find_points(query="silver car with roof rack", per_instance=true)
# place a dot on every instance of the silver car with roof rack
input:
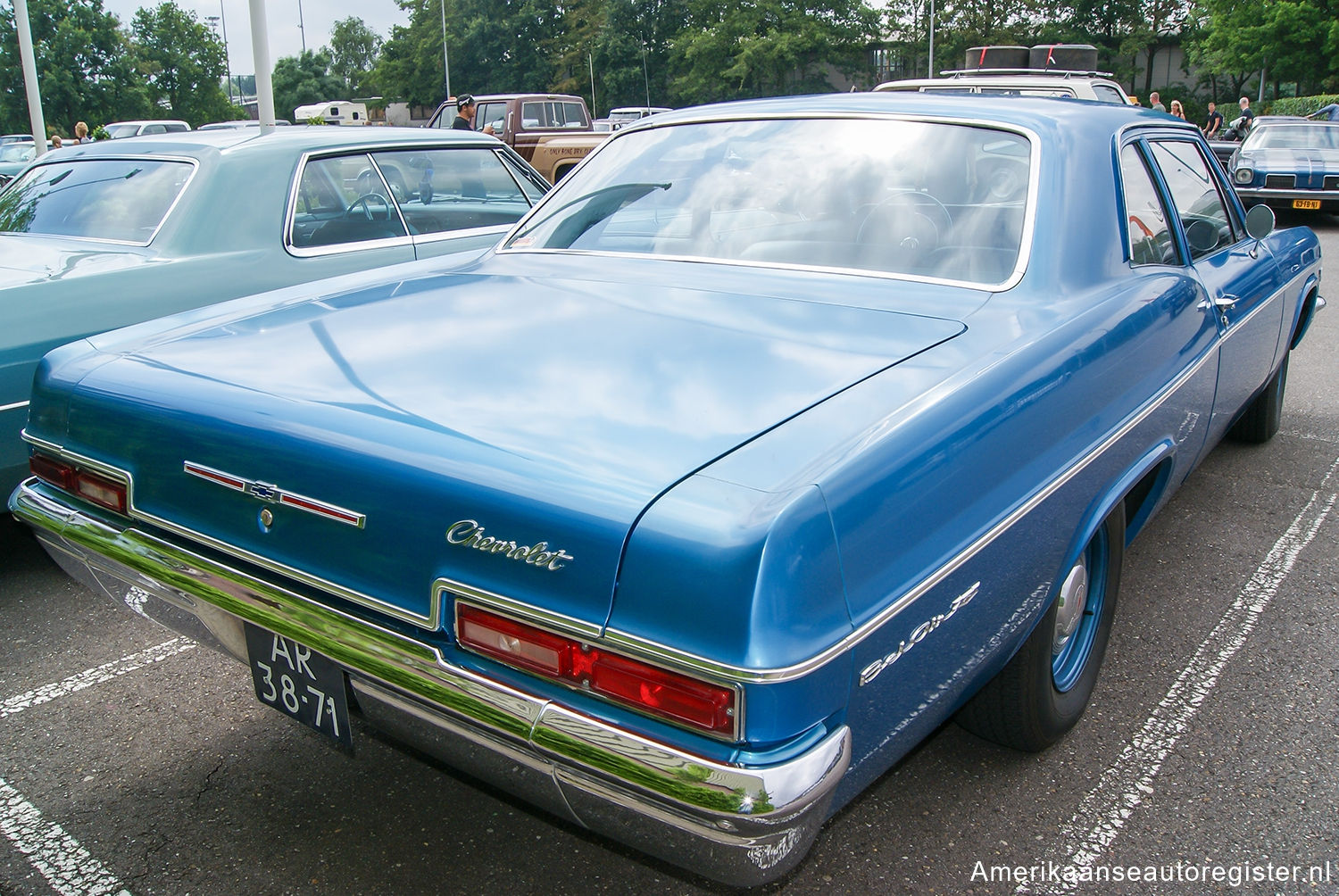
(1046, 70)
...
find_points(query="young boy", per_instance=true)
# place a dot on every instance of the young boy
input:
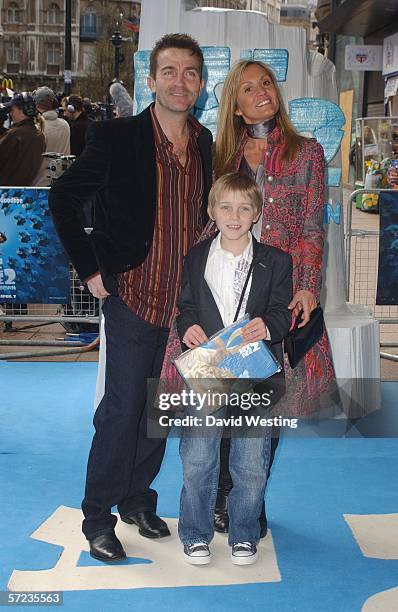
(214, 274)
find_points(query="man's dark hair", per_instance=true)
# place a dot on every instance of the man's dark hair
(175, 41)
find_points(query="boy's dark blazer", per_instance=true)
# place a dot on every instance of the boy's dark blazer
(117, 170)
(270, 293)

### AIM OF THE TASK
Count the lines above that contain the string "every", with case counting, and give only the number.

### THE RESPONSE
4